## What to work on
Return all of the entries exactly, with nothing added or left out.

## Data in this exercise
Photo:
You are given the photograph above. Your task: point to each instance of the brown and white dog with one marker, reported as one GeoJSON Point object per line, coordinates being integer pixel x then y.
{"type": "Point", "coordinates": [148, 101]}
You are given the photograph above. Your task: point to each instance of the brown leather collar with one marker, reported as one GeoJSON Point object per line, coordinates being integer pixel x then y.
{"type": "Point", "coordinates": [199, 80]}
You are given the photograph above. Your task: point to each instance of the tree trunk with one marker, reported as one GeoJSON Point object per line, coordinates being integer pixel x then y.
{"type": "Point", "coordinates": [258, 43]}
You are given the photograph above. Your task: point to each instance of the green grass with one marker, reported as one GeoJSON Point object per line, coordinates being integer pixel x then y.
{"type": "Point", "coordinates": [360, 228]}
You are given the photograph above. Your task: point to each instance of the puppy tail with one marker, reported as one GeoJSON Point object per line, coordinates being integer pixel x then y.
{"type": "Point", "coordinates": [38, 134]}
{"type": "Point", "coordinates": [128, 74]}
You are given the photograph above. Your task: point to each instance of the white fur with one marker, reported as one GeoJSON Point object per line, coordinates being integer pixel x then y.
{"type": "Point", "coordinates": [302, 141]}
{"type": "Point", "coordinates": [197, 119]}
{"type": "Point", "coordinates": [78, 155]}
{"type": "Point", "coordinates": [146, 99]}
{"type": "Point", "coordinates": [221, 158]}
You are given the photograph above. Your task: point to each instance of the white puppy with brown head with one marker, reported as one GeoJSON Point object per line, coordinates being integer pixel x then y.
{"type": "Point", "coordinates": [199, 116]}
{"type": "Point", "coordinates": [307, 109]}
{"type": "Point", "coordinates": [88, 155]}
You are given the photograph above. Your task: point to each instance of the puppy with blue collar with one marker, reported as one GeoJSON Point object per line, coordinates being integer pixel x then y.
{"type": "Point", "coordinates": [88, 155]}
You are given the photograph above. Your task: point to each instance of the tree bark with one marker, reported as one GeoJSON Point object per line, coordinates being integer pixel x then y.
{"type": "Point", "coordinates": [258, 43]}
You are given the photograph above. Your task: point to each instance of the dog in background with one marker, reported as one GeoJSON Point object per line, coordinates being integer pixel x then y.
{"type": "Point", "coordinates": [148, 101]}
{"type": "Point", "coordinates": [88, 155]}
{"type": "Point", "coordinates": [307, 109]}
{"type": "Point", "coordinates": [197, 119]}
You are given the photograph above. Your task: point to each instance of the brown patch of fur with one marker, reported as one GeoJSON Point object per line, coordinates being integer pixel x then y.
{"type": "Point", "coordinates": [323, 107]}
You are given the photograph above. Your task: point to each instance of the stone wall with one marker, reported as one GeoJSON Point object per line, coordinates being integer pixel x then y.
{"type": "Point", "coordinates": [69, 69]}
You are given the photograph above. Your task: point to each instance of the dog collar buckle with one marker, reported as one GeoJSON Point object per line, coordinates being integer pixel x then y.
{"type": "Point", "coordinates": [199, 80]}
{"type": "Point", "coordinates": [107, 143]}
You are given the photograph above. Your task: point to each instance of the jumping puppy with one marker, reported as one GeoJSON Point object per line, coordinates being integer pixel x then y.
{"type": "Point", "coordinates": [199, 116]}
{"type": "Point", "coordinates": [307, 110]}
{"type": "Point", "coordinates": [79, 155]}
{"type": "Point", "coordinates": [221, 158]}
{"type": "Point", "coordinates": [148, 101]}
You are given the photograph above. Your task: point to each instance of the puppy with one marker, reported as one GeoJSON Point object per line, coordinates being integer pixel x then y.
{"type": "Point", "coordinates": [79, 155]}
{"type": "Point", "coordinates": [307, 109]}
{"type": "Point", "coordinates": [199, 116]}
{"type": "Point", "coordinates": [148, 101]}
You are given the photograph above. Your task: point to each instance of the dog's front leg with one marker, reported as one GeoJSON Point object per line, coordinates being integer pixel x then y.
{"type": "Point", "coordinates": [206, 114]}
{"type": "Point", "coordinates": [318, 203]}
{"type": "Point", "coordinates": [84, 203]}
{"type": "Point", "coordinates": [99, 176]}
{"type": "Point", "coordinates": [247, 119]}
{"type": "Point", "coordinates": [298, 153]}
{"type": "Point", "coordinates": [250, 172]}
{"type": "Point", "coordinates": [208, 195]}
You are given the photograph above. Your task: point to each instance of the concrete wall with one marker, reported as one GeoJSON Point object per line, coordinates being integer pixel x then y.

## Solution for this problem
Photo:
You are given the photograph above. Your task: point to each instance of the brown and white dog with one marker, reported as one GeoJSON Point object per line, coordinates being integer pixel x then y.
{"type": "Point", "coordinates": [148, 101]}
You are given the photograph above. Your task: point to each instance of the brown leather collar with one marker, reported as one GeoJSON Point object per line, coordinates being integer pixel x then y.
{"type": "Point", "coordinates": [199, 80]}
You are given the photograph above. Your task: point to each instance of the tree trunk with one marker, reported as one GeoJSON Point object per line, coordinates being integer pixel x then y.
{"type": "Point", "coordinates": [258, 43]}
You are given the photograph above. Your task: point to each instance of the green grass with one marker, reported as one GeoJSON Point object per line, coordinates being integer pixel x then y.
{"type": "Point", "coordinates": [360, 228]}
You are given the photograph above. Your task: point to each instance of the puppy tail with one marker, reported as one GeoJSON Point object per line, coordinates being integer pixel x then y.
{"type": "Point", "coordinates": [38, 134]}
{"type": "Point", "coordinates": [128, 74]}
You are given the photograph above. Your task: point to each instance of the white fur with one marker, reported as one GeoJSON Point object per line, coordinates being integer pixel x then y.
{"type": "Point", "coordinates": [302, 141]}
{"type": "Point", "coordinates": [197, 119]}
{"type": "Point", "coordinates": [78, 155]}
{"type": "Point", "coordinates": [146, 99]}
{"type": "Point", "coordinates": [221, 158]}
You are given the photograph above. Your task: point to each instance of the white puppy with brown head with one marker, reported as one GeoJSON Point object per line, coordinates being integer pixel x then y.
{"type": "Point", "coordinates": [199, 116]}
{"type": "Point", "coordinates": [307, 109]}
{"type": "Point", "coordinates": [88, 155]}
You are given the photograph above. Your task: point to each instance of the puppy with blue collar with one marker, reported as one GeoJSON Point object per line, coordinates being integer pixel x then y.
{"type": "Point", "coordinates": [88, 155]}
You are given the photograph above. Your task: point to each instance of the tree bark with one marker, reported as one GeoJSON Point object per line, coordinates being integer pixel x then y.
{"type": "Point", "coordinates": [258, 43]}
You are given the photograph above. Your task: point to each instance of the dog in background with one marker, reported as one GeoJSON Point object per line, coordinates being integer pixel x then y.
{"type": "Point", "coordinates": [148, 101]}
{"type": "Point", "coordinates": [88, 155]}
{"type": "Point", "coordinates": [307, 109]}
{"type": "Point", "coordinates": [197, 119]}
You are given the photograph above. Your task: point to each instance of the brown patch of fur with one marker, reported as one GeoJSON Point object per line, coordinates being integer pixel x then y.
{"type": "Point", "coordinates": [323, 107]}
You are given the photograph above. Your task: point to each instance of the stone wall with one marker, reported as one GeoJSON Point object per line, coordinates being integer pixel x then y.
{"type": "Point", "coordinates": [69, 69]}
You are given the photograph above. Your task: point to each instance of the dog collar buckle with one marker, reported as one GeoJSON Point object per line, coordinates being integer pixel x then y.
{"type": "Point", "coordinates": [199, 80]}
{"type": "Point", "coordinates": [107, 143]}
You are given the photograph above. Your task: point to each instance of the jumping puppy with one marker, reported as one GeoJSON Point object per line, coordinates being integer pixel x then y.
{"type": "Point", "coordinates": [199, 116]}
{"type": "Point", "coordinates": [307, 110]}
{"type": "Point", "coordinates": [79, 155]}
{"type": "Point", "coordinates": [221, 158]}
{"type": "Point", "coordinates": [148, 101]}
You are given the photograph above. Your task: point to each instance of the puppy with one marker, reported as one GeoJSON Point object per line, coordinates being integer pixel x then y.
{"type": "Point", "coordinates": [79, 155]}
{"type": "Point", "coordinates": [307, 109]}
{"type": "Point", "coordinates": [199, 116]}
{"type": "Point", "coordinates": [148, 101]}
You are given the photograph above. Your task: point to each instance of the dog's front leg with one marker, reported as one GeoJSON Point object per line, coordinates being integer pixel x then y.
{"type": "Point", "coordinates": [206, 114]}
{"type": "Point", "coordinates": [318, 203]}
{"type": "Point", "coordinates": [84, 203]}
{"type": "Point", "coordinates": [99, 176]}
{"type": "Point", "coordinates": [247, 119]}
{"type": "Point", "coordinates": [298, 153]}
{"type": "Point", "coordinates": [250, 172]}
{"type": "Point", "coordinates": [208, 195]}
You are given the photograph above. Your task: point to each instance of the concrete wall with one marker, reported as one GeoJSON Point object per line, coordinates being integer pixel x then y.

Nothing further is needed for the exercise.